• Requirement
Among the entries below, find every line that contains the string "background", then copy it.
-- Opening Marker --
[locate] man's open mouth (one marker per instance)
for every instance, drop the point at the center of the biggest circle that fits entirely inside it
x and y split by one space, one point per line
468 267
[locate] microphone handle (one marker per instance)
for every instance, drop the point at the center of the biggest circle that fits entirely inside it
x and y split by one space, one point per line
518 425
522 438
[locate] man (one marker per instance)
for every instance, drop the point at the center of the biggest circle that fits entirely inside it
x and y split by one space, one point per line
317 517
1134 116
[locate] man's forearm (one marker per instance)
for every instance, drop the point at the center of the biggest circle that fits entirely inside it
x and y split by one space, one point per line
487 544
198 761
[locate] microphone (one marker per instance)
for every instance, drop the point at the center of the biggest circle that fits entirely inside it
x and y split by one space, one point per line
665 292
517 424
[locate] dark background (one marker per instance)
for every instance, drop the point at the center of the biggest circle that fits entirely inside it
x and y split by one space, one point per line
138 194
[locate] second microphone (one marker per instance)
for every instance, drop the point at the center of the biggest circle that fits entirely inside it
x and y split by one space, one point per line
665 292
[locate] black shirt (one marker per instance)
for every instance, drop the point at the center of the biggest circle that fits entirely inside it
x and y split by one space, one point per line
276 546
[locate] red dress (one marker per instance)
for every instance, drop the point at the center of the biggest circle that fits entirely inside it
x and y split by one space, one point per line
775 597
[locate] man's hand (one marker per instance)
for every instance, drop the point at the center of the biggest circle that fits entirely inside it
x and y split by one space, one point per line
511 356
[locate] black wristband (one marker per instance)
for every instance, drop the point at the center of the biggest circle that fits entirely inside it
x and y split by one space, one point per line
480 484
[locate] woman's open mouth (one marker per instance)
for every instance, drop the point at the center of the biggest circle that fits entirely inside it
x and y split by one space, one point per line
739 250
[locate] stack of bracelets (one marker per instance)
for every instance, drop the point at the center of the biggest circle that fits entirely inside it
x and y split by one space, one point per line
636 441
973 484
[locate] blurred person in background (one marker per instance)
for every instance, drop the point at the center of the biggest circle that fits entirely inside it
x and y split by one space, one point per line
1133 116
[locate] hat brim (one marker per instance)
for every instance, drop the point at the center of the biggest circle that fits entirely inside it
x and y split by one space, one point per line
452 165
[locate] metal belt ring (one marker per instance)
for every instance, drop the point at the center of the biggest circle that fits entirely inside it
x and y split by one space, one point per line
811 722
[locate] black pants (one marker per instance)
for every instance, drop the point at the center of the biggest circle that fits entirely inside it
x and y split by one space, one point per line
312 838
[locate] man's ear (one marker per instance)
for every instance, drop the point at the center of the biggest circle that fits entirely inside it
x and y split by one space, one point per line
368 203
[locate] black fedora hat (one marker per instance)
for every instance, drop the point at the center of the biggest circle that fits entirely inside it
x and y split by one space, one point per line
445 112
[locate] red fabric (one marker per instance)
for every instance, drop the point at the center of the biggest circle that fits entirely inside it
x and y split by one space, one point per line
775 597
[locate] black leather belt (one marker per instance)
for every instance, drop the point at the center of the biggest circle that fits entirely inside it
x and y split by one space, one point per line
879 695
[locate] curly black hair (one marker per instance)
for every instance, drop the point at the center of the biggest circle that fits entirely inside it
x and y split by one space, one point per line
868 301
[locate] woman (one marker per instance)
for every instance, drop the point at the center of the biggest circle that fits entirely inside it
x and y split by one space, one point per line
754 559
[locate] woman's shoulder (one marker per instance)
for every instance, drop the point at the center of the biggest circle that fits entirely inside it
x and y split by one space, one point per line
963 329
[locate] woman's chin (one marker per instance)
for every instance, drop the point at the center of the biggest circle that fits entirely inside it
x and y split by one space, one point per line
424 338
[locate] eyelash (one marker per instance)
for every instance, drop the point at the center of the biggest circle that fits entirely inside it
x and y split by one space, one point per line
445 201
-- Closing Marker --
• Task result
[locate] dark background (one marker per instance)
[locate] blurred person in background (one marker per instance)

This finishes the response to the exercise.